Selected passage
__________
A huge hot springs pool, a restored Victorian bathhouse, and a grand hotel make the county seat (1883, 5,765 feet) Colorado's favorite place to “take the waters.” The Yampah (big medicine) attracted the Utes for centuries before Captain Richard Sopris found the hot springs. Taken ill, Sopris soaked in the Ute medicine springs and was healed. On the south side of Glenwood Springs he also encountered the solitary, symmetrical mountain named for him.
Prospectors staked out a townsite at the confluence of the Roaring Fork and the Colorado rivers in 1878. Mining engineer Walter Devereux arrived in 1883 and transformed the town into a hot springs spa. In 1887 the D&RG blasted its way through Glenwood Canyon, and the Colorado Midland arrived via the Roaring Fork valley. Both railroads promoted Glenwood as a tourist destination, while also tapping the rich coal deposits nearby.
__________
Entries shown
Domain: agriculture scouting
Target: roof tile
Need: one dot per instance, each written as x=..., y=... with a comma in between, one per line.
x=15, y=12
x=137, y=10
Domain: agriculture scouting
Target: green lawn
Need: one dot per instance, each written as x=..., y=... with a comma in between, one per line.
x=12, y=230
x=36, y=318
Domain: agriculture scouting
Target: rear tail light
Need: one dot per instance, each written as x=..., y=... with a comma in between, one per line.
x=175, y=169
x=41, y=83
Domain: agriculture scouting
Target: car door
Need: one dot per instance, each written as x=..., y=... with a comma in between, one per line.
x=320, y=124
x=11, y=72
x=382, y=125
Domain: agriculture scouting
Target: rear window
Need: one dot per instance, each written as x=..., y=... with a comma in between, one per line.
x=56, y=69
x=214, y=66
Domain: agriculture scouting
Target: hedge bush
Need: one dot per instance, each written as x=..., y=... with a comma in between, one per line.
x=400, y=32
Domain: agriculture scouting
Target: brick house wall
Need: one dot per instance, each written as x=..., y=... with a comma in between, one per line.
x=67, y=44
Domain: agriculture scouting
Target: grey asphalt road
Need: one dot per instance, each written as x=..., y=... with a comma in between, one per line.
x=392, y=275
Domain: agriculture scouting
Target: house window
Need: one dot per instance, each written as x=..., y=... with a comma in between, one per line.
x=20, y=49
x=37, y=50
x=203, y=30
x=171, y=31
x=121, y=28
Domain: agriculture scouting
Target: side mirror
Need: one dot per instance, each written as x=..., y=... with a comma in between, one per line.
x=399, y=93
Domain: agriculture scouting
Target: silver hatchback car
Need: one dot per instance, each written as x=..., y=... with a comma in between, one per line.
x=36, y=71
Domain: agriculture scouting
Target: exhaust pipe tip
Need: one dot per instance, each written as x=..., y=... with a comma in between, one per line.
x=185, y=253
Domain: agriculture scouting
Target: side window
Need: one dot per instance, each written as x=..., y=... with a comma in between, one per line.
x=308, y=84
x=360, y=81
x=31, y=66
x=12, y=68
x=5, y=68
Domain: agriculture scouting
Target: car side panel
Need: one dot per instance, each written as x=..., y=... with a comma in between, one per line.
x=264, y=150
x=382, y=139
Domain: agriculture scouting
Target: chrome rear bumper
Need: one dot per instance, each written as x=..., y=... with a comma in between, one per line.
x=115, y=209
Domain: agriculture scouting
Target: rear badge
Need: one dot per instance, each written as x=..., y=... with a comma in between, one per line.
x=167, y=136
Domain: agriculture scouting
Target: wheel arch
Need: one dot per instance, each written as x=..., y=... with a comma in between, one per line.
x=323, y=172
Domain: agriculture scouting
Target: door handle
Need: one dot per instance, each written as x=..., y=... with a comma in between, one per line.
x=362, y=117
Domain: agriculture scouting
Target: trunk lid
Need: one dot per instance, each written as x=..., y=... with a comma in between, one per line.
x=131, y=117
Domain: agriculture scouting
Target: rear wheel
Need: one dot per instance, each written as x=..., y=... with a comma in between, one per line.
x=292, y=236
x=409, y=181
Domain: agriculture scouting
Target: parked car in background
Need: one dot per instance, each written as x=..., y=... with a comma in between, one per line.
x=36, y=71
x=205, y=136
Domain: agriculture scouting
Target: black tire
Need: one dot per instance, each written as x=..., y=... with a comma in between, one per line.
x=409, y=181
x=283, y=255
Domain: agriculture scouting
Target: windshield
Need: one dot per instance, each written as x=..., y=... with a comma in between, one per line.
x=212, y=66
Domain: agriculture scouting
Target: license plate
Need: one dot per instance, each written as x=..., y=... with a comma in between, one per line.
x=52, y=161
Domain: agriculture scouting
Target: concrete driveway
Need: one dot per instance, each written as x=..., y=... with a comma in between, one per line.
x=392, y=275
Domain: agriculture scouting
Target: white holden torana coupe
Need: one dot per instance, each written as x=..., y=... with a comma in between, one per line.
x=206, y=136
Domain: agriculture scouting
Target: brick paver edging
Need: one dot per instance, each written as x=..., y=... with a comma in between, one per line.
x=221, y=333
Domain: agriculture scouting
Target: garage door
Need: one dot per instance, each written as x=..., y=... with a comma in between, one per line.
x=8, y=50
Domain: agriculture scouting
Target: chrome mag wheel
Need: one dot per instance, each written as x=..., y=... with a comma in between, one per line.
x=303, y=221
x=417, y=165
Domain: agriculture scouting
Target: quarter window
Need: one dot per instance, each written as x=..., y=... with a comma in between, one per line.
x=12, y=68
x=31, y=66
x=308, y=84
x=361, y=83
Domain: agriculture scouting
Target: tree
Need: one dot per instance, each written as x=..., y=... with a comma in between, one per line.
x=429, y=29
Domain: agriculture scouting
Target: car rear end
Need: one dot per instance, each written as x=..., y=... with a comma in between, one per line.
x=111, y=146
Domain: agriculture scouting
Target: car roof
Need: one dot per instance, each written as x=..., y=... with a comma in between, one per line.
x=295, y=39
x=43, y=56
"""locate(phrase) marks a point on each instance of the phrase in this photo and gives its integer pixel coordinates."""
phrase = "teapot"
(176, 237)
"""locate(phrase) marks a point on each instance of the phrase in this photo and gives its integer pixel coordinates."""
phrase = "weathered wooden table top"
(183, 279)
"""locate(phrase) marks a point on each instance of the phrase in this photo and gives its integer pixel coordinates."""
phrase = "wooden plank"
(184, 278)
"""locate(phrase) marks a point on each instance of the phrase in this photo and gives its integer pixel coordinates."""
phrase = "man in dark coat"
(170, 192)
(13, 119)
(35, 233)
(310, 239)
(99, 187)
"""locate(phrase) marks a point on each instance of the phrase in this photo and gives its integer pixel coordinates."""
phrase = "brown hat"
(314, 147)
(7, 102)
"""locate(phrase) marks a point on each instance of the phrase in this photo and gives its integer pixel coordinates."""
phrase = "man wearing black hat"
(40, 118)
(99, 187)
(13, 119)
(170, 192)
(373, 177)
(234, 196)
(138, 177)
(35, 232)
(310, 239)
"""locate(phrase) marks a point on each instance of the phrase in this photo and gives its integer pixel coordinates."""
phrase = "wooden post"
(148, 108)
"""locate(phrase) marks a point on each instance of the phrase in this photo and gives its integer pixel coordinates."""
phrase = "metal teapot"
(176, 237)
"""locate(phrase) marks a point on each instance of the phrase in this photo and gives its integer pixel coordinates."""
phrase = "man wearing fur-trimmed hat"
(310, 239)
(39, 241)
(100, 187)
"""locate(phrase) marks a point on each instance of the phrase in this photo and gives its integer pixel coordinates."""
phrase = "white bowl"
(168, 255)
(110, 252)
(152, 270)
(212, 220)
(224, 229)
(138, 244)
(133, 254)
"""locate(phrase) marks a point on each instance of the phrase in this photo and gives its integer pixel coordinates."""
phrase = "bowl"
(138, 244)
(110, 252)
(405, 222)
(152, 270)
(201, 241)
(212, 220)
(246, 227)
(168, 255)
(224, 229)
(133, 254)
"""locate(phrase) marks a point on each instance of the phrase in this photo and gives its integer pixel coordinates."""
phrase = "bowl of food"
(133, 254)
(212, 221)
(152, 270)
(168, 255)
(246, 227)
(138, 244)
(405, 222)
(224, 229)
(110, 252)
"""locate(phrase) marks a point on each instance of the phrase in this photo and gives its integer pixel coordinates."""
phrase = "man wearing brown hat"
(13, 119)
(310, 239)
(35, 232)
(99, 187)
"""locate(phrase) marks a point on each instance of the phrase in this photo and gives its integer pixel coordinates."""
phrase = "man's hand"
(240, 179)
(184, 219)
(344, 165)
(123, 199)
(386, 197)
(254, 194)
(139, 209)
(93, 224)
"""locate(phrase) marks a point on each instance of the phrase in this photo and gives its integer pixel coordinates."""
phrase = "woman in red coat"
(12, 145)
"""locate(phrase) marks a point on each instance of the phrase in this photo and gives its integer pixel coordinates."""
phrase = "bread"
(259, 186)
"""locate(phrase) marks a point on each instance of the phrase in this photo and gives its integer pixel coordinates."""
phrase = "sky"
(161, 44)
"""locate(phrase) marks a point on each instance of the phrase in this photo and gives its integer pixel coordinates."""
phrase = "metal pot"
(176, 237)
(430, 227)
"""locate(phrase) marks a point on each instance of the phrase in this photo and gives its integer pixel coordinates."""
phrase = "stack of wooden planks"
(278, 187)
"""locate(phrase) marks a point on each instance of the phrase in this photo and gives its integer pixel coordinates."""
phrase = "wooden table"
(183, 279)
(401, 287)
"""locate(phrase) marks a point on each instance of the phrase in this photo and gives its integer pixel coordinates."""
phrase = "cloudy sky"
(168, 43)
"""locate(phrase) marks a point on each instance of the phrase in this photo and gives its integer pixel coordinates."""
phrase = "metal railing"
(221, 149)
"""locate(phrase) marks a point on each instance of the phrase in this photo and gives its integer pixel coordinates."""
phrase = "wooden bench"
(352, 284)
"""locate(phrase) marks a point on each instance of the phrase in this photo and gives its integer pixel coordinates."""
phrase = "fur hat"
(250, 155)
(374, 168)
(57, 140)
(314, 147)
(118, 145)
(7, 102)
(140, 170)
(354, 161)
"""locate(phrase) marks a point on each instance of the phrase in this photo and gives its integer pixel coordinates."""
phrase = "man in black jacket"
__________
Tasks
1 - According to the passage on Glenwood Springs, what makes the town Colorado's favorite place to "take the waters"?
2 - Carry the passage on Glenwood Springs further, beginning after its final sentence about the railroads.

Replies
1 - The passage credits a huge hot springs pool, a restored Victorian bathhouse, and a grand hotel for making the county seat Colorado's favorite place to "take the waters."

2 -
Glenwood Springs has a residential district of note along Colorado Avenue between 7th and 12th streets. Among various bungalows, the finest is a Craftsman example, with river rock porch pillars and graceful gables, at the southwest corner of 11th Street. The Talbot House (c. 1900), 928 Colorado, is a frame Queen Anne. At 1008 Colorado, an oddly massed house enlarges upon a small Victorian brick cottage with a shingled second story opening onto second-and third-story porches.